Le mythe à travers un tableau emblématique
La chute d’Icare, Hans Bol, aquarelle, entre 1554-1593, Anvers, Musée Mayer van der Bergh
L’œuvre reprend fidèlement les détails proposés par Ovide quant à la chute d’Icare. Le premier plan évoque des scènes de la vie quotidienne rurale : le laboureur appuyé sur son manche, le berger sur son bâton ou le pêcheur, sa ligne à la main, ont le visage levé vers le ciel, leurs mains protégeant leurs yeux des rayons du soleil et regardent le vol de Dédale et Icare. Le second plan est occupé par un paysage dont on peine à préciser s’il est fluvial ou maritime, des îles parsèment le plan d’eau méandreux bordé de falaises et sur ses rives se distinguent champs et habitations (village, châteaux). Les couleurs offrent un contraste entre les deux plans et participent à donner l’illusion de la profondeur : dominante de la palette chaude au premier plan, importance des camaïeux de vert et de bleu au second pour construire une perspective atmosphérique. La terre cultivée et peuplée de personnages du premier plan semble constituer le rideau d’ouverture d’une scène de théâtre, il se poursuit sur la gauche par un arbre dont les ramages, en continuité avec des nuages sombres, finissent de constituer le cadre de la scène.
Enfin, dans le tiers supérieur, notre regard, guidé par les postures des personnages du premier plan, distingue Icare et Dédale. Sur la gauche, dans une position horizontale, les genoux légèrement fléchis, Dédale poursuit son échappée loin de l’île et du labyrinthe où il se trouvait enfermé. Légèrement décentré sur la droite, Icare est, pour sa part, dans une position verticale qui suggère l’absence de maîtrise du vol ; c’est ici le seul élément qui suggère sa chute. Dans un dessin en noir et blanc, conservé au département des arts graphiques du Louvre (cf. base Atlas), Hans Bol insiste davantage sur la chute : Icare est présenté tête en bas, les genoux repliés sur le ventre, les bras croisés alors que les ailes restent ouvertes, la tête penchée en arrière.

### Données extraites
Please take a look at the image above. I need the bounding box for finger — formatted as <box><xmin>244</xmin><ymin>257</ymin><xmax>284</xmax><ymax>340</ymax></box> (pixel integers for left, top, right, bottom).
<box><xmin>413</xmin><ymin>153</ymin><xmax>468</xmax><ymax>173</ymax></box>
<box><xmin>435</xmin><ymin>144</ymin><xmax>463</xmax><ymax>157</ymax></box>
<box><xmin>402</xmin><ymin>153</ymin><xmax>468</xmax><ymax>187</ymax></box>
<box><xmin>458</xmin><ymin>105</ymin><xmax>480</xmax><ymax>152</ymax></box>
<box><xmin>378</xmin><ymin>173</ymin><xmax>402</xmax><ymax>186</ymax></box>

...

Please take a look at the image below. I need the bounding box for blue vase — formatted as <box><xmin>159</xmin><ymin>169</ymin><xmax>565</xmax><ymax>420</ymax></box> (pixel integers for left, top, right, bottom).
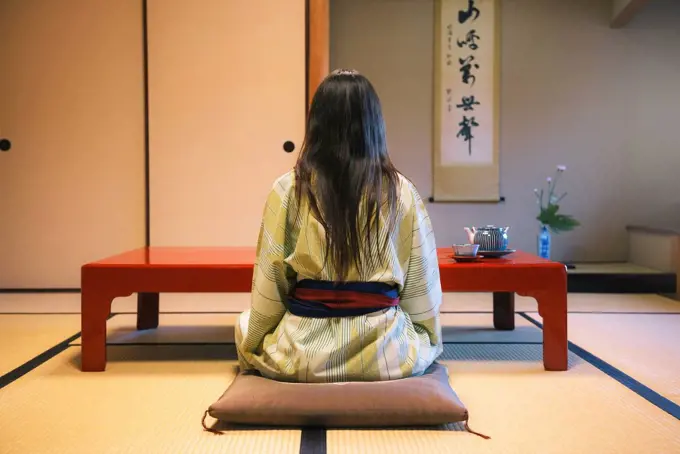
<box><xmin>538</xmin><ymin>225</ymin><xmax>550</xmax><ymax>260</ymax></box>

### Exercices à réaliser
1. Modifiez le passage fourni en le recopiant à partir de « Enfin, dans le » et jusqu'à « penchée en arrière. », avec « oblique » à la place de « horizontale ».
2. Relevez, d'après le passage fourni, tous les détails de la posture d'Icare dans le dessin en noir et blanc conservé au Louvre.
3. Indiquez si chacune des affirmations suivantes concorde avec le passage fourni, en répondant par oui ou par non et en citant les mots décisifs : (a) l'aquarelle est conservée à Anvers, au Musée Mayer van der Bergh ; (b) le dessin conservé au Louvre est en couleurs ; (c) au second plan, la palette chaude domine.
Appuyez-vous uniquement sur le passage fourni.

### Réponses fournies
1.
Enfin, dans le tiers supérieur, notre regard, guidé par les postures des personnages du premier plan, distingue Icare et Dédale. Sur la gauche, dans une position oblique, les genoux légèrement fléchis, Dédale poursuit son échappée loin de l’île et du labyrinthe où il se trouvait enfermé. Légèrement décentré sur la droite, Icare est, pour sa part, dans une position verticale qui suggère l’absence de maîtrise du vol ; c’est ici le seul élément qui suggère sa chute. Dans un dessin en noir et blanc, conservé au département des arts graphiques du Louvre (cf. base Atlas), Hans Bol insiste davantage sur la chute : Icare est présenté tête en bas, les genoux repliés sur le ventre, les bras croisés alors que les ailes restent ouvertes, la tête penchée en arrière.

2.
- tête en bas
- genoux repliés sur le ventre
- bras croisés
- ailes restées ouvertes
- tête penchée en arrière

3.
(a) Oui : « Anvers, Musée Mayer van der Bergh ».
(b) Non : « Dans un dessin en noir et blanc ».
(c) Non : « importance des camaïeux de vert et de bleu au second ».